#### Data records
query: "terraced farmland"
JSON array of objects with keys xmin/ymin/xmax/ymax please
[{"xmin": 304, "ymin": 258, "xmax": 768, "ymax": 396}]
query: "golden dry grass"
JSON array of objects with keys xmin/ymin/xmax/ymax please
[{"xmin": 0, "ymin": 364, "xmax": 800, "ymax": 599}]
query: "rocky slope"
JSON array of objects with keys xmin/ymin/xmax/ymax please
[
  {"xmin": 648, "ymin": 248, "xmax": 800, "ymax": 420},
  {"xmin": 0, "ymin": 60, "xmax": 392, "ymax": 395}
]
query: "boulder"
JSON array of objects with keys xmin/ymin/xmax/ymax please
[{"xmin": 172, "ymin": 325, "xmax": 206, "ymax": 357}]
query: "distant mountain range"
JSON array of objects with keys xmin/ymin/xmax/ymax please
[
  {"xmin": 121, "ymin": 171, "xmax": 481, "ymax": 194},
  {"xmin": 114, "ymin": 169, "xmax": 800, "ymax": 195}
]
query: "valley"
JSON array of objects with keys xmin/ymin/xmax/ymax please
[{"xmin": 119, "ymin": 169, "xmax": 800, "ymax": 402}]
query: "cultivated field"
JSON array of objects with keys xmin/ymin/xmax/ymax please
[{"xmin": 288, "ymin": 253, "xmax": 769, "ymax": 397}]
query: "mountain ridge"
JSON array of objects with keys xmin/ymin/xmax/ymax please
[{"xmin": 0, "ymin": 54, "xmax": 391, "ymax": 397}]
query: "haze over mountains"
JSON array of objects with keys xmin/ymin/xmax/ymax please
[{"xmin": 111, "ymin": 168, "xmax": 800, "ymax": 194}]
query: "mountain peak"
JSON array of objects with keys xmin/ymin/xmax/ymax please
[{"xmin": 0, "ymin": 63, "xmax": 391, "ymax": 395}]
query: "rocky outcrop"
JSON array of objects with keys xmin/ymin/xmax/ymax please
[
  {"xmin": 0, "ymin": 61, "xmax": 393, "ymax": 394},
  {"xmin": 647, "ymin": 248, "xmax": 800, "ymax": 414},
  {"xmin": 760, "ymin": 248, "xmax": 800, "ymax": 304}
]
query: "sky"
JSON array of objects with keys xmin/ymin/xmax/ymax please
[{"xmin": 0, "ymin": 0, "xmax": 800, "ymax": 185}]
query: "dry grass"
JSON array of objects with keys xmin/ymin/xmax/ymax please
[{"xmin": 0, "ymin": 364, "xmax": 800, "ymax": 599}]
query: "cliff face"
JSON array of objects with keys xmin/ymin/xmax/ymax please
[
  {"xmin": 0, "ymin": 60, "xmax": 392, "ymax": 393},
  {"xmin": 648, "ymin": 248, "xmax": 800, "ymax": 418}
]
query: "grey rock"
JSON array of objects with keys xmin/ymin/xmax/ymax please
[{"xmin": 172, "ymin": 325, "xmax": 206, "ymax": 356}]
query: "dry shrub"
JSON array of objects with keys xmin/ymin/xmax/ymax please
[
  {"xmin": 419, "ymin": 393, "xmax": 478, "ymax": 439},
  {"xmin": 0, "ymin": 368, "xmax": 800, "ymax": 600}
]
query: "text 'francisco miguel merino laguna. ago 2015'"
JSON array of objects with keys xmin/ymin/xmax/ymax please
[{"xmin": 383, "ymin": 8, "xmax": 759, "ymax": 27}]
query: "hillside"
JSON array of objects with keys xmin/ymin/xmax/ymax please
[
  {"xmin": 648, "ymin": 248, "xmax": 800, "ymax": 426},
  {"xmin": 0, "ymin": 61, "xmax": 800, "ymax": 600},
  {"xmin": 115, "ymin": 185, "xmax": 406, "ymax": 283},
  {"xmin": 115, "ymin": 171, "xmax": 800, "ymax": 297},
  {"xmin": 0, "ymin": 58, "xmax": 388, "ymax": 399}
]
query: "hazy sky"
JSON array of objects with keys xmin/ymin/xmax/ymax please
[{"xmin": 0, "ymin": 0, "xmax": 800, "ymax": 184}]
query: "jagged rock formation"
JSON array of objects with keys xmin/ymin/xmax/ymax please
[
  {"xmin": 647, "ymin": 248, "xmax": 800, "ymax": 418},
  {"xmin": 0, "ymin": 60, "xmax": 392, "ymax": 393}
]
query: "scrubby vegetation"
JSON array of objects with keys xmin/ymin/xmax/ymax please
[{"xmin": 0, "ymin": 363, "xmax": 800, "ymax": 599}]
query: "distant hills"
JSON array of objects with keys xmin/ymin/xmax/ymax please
########
**Exercise brief**
Show each line of the data above that contains the word "distant", copied in full.

**Expected output**
query: "distant mountain range"
query: "distant hills"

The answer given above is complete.